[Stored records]
====================

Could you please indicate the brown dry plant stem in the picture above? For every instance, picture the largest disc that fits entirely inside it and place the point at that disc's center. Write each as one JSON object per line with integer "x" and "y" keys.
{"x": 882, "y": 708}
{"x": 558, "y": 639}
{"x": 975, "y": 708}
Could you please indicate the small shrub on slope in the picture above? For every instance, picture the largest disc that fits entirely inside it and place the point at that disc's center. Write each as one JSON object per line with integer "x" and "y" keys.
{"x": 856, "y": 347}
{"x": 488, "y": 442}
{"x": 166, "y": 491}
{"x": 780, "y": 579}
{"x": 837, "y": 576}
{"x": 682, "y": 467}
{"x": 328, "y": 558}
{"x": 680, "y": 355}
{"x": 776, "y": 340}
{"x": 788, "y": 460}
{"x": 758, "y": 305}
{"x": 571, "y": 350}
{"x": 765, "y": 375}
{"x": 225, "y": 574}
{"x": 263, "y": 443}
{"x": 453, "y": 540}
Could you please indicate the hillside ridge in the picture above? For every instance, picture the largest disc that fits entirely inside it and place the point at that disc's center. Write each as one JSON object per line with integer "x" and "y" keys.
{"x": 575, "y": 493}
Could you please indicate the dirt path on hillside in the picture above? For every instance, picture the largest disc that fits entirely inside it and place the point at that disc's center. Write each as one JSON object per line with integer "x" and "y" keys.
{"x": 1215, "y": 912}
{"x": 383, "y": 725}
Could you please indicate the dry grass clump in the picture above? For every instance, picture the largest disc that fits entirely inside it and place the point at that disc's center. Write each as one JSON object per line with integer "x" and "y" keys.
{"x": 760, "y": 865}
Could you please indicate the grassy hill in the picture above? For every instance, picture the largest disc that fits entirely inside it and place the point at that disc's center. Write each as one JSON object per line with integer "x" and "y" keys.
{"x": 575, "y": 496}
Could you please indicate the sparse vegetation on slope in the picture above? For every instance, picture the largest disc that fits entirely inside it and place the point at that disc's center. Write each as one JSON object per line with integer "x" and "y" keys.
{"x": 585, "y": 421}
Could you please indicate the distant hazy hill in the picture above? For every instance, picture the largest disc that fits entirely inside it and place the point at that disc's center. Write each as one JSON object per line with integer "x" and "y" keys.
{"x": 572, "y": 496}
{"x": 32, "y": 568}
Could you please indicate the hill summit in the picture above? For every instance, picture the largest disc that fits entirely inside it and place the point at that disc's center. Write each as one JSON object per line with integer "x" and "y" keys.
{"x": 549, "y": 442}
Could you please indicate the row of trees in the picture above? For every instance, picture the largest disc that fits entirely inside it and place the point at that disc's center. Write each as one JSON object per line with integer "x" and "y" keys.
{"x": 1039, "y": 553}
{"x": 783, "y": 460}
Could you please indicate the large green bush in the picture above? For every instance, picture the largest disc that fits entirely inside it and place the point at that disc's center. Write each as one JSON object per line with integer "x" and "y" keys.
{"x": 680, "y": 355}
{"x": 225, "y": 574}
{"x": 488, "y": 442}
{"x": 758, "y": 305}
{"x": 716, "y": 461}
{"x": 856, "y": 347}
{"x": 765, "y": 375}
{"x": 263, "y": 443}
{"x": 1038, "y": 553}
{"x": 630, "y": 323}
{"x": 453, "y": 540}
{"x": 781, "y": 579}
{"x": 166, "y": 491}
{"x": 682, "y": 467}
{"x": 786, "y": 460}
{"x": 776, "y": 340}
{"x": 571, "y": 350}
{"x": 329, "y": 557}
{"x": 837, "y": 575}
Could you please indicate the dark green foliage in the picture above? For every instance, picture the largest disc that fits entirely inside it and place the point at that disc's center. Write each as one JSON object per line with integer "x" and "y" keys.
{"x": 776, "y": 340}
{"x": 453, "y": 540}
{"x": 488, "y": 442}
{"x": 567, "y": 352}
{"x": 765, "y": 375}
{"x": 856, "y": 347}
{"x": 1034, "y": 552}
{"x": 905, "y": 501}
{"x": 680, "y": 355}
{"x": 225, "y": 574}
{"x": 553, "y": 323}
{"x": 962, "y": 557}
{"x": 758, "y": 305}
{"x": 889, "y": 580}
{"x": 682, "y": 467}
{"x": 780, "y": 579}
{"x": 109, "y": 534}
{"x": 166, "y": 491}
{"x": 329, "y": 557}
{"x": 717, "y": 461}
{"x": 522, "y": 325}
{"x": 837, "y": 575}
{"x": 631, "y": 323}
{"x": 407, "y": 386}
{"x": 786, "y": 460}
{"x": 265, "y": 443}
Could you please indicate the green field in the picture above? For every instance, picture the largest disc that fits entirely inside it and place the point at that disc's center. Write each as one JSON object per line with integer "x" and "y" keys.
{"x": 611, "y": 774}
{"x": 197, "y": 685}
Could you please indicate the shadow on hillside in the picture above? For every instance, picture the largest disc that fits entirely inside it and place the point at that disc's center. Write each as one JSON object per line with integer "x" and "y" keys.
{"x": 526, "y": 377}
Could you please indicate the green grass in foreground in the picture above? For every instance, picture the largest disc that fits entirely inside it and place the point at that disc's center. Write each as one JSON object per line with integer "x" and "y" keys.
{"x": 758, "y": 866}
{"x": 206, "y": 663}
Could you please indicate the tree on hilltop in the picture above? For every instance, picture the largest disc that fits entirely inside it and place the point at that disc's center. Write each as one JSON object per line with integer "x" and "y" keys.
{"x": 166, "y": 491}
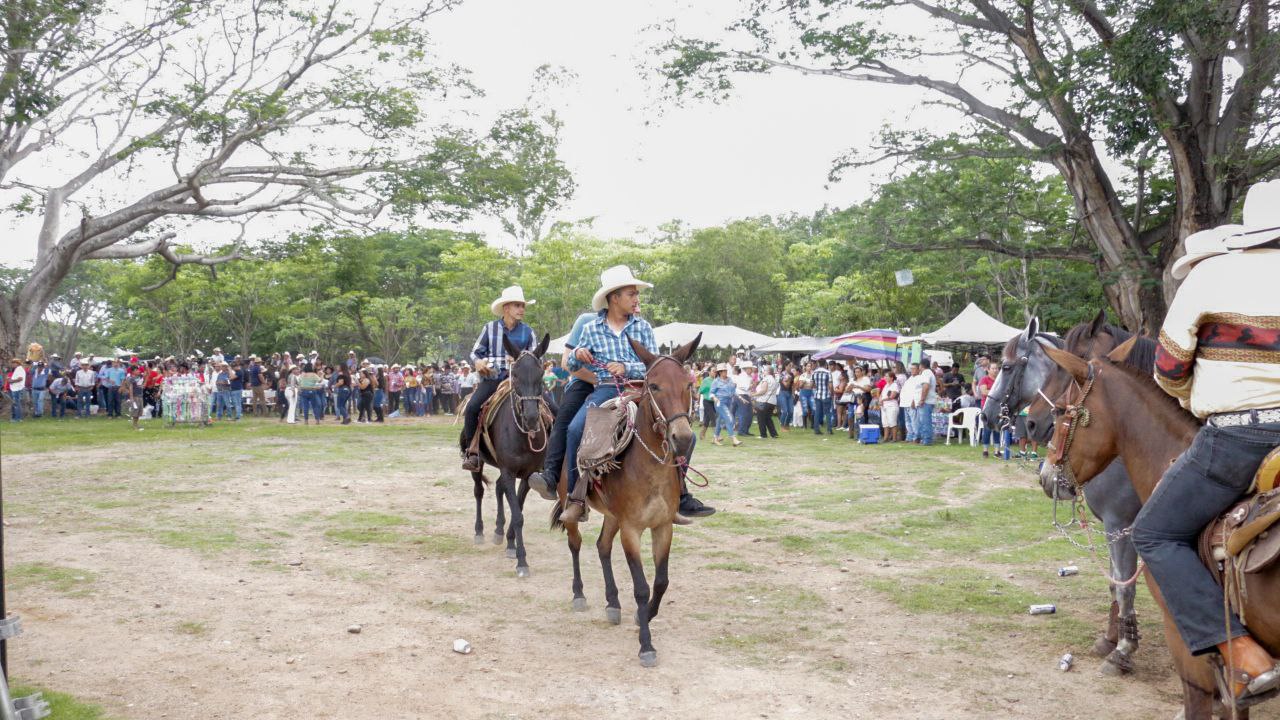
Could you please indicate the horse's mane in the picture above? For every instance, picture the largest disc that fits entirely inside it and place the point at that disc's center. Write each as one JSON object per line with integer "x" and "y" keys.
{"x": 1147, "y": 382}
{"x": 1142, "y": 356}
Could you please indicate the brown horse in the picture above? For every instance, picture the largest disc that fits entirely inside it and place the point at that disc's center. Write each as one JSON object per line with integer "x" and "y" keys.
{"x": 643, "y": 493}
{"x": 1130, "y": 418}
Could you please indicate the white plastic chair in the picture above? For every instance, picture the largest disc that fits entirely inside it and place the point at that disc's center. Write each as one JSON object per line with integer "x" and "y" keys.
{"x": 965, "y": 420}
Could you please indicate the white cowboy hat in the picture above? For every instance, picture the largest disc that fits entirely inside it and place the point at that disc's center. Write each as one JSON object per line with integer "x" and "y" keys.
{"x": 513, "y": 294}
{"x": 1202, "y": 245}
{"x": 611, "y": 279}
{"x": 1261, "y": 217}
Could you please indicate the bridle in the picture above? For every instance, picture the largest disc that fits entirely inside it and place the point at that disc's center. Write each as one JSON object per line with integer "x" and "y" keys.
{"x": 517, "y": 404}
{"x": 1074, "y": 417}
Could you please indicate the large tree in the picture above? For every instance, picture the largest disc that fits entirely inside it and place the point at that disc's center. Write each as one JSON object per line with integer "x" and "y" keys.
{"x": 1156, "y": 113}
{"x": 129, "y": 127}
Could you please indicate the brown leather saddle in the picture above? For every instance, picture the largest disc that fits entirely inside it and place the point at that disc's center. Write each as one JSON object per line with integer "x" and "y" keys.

====================

Instructions for the task -
Give every entry above again, exactly, and keep all pictures out of it.

Exercise output -
Could you please indicate the brown dry plant stem in the picture above? For every instance, picture the largest disc that fits entirely inside it and place the point at that disc's center. Write each as one JSON object per line with integer "x" and "y" keys.
{"x": 882, "y": 708}
{"x": 558, "y": 639}
{"x": 975, "y": 708}
Could you please indicate the small shrub on slope in the picture above? For every instance, picture the largest disc that fits entirely inside it and place the point at that disc's center. Write each as one JSON object per line with integer "x" and "y" keys.
{"x": 856, "y": 347}
{"x": 488, "y": 442}
{"x": 166, "y": 491}
{"x": 780, "y": 579}
{"x": 837, "y": 576}
{"x": 682, "y": 467}
{"x": 328, "y": 558}
{"x": 680, "y": 355}
{"x": 776, "y": 340}
{"x": 788, "y": 460}
{"x": 758, "y": 305}
{"x": 571, "y": 350}
{"x": 765, "y": 375}
{"x": 225, "y": 574}
{"x": 263, "y": 443}
{"x": 453, "y": 540}
Could you please indicate the hillside ridge in the picture above? For every instance, picture the largest disc that fits entirely inside it and place the point at that disc's center. Write each as one JSON object per line with integer "x" and "y" keys.
{"x": 575, "y": 493}
Could you please indicate the dirt path on hillside in the picture above? For every instance, picture the largest disc that fits entirely inside it and place the point at that disc's center. Write each as one JSON object per line with integer "x" and "y" keys.
{"x": 1215, "y": 912}
{"x": 383, "y": 725}
Could you please indicate the dry grass clump in the picture above? For every instance, picture the largest disc that fits entirely inside it and place the point at that disc's center. Write each as one JSON object per line with integer "x" and "y" keys.
{"x": 760, "y": 865}
Could you please indicate the grassy hill in the picture above? For every instance, picture the largest disc that fits entirely inside it and place the point at that disc's center. Write each as one JSON object per line with integer "x" and "y" keys.
{"x": 575, "y": 496}
Could you please indicate the sparse vegetation on slope in the picture above? For every instance, picture the largest disc that fits entirely inside it and place the point at that disc's center. Write each as one JSON object per line with integer "x" and "y" keys.
{"x": 585, "y": 421}
Could you please indicate the distant hazy hill in the picture above? For every instance, picture the largest disc that fits entirely inside it and place the point at that disc's center. Write each as one JSON object per line with integer "x" and "y" keys.
{"x": 572, "y": 496}
{"x": 32, "y": 568}
Could you please indicate the hill summit in the picture above? For every instance, picture the largest disc that fits entirely inside it and place the point at that disc's center. Write each as one JSON object per line with integer "x" and "y" keys.
{"x": 549, "y": 442}
Could you please indicate the row of trees in the picture above? For every instance, picture the largest disc that fits entirely inside it and place the point at that disc's center. Write each as one JSON object per line with integer "x" and "y" keys.
{"x": 1039, "y": 553}
{"x": 783, "y": 460}
Could you please indicate the large green bush in the picture above? For every instance, picture the largest disc that fits entirely inside it and place the point at that disc's center. Write each as one JSON object per line with integer "x" and "y" keys.
{"x": 680, "y": 355}
{"x": 225, "y": 574}
{"x": 488, "y": 442}
{"x": 758, "y": 305}
{"x": 716, "y": 461}
{"x": 856, "y": 347}
{"x": 765, "y": 375}
{"x": 263, "y": 443}
{"x": 1038, "y": 553}
{"x": 630, "y": 323}
{"x": 453, "y": 540}
{"x": 781, "y": 579}
{"x": 166, "y": 491}
{"x": 682, "y": 467}
{"x": 786, "y": 460}
{"x": 776, "y": 340}
{"x": 571, "y": 350}
{"x": 329, "y": 557}
{"x": 837, "y": 575}
Could you please indicate the dark green foliage in the picture above? For every instance, picture the largest disc that fits entirely inside it and place the point at that disc's center. Write each as one JSON object per line with integer "x" and "y" keys.
{"x": 776, "y": 340}
{"x": 453, "y": 540}
{"x": 488, "y": 442}
{"x": 567, "y": 352}
{"x": 765, "y": 375}
{"x": 856, "y": 347}
{"x": 1034, "y": 552}
{"x": 905, "y": 501}
{"x": 680, "y": 355}
{"x": 225, "y": 574}
{"x": 553, "y": 323}
{"x": 962, "y": 557}
{"x": 758, "y": 305}
{"x": 889, "y": 580}
{"x": 682, "y": 467}
{"x": 780, "y": 579}
{"x": 109, "y": 534}
{"x": 166, "y": 491}
{"x": 329, "y": 557}
{"x": 717, "y": 461}
{"x": 522, "y": 325}
{"x": 837, "y": 575}
{"x": 631, "y": 323}
{"x": 407, "y": 386}
{"x": 786, "y": 460}
{"x": 265, "y": 443}
Could you please indicate the green field in the picture above? For every instance, picture the largest disc that fits entirely inside it and place the point at that disc's center. Write each as one JSON object per line with integer "x" and "y" keys.
{"x": 611, "y": 774}
{"x": 197, "y": 685}
Could you please indicate the shadow on hillside in the picture above? For every instance, picture the largest disc that fits entirely inside it and place the point at that disc's center. Write each as one JSON object per line with integer "x" and "y" keys.
{"x": 526, "y": 377}
Could you please indicate the green grass in foreground in the picture above? For every instance, picture the largest disc that fits entirely inside it and place the point at that disc's center. Write each as one JSON object per line with integer "x" and "y" keys.
{"x": 758, "y": 866}
{"x": 206, "y": 663}
Could you please indicate the tree on hilltop in the picture above? For every instance, picture the largest disc that fits entirely inside it and place the point at that disc's center. Write each as one JSON object per line with integer "x" and "y" keys.
{"x": 166, "y": 491}
Could you please indicate the horse's mane in the picture above? For every instance, picture the largest disc that fits entirely inside it and place the point at that disc's center. Write each as one JSON object per line with integer "x" and "y" keys.
{"x": 1147, "y": 382}
{"x": 1142, "y": 356}
Could you please indicate the brown horse in the picture above? For every instance, picture the largest disc that fits entirely inside it and place the point at that disc's center. Write each as one JSON object per line with integer "x" and "y" keys.
{"x": 643, "y": 493}
{"x": 1130, "y": 418}
Could you please indicate the white plastic chair in the picture above? For every instance, picture the largest disc that fits entirely inside it and place the point at that disc's center. Write each as one JSON object per line with integer "x" and "y" keys.
{"x": 965, "y": 420}
Could you please indicate the white cowboy hat in the picture above? For every instance, picture the largest disc that fits entirely inside it and place the point at that disc's center. Write each as one JSON object per line with integer "x" and "y" keys.
{"x": 513, "y": 294}
{"x": 1202, "y": 245}
{"x": 611, "y": 279}
{"x": 1261, "y": 217}
Could you please indicate the bridle in the picture above? For every instance, picture the largest disc that fits entirely inside it and place the point at that disc's center. Write each as one JSON object per line with integer "x" and "y" keys.
{"x": 517, "y": 404}
{"x": 1074, "y": 417}
Could you please indicate the large tree in the picture above? For every instance, picture the largest disc that fits entirely inside it and place the point at that disc's center. Write each as one JSON object per line with integer "x" and "y" keys.
{"x": 1156, "y": 113}
{"x": 129, "y": 127}
Could you please indicate the brown leather saddle in the picture above? For every instance, picture the largest disc that fits entirely inside it and place the point at that disc's center. Write each as one JSON object per line with integer "x" and "y" keys.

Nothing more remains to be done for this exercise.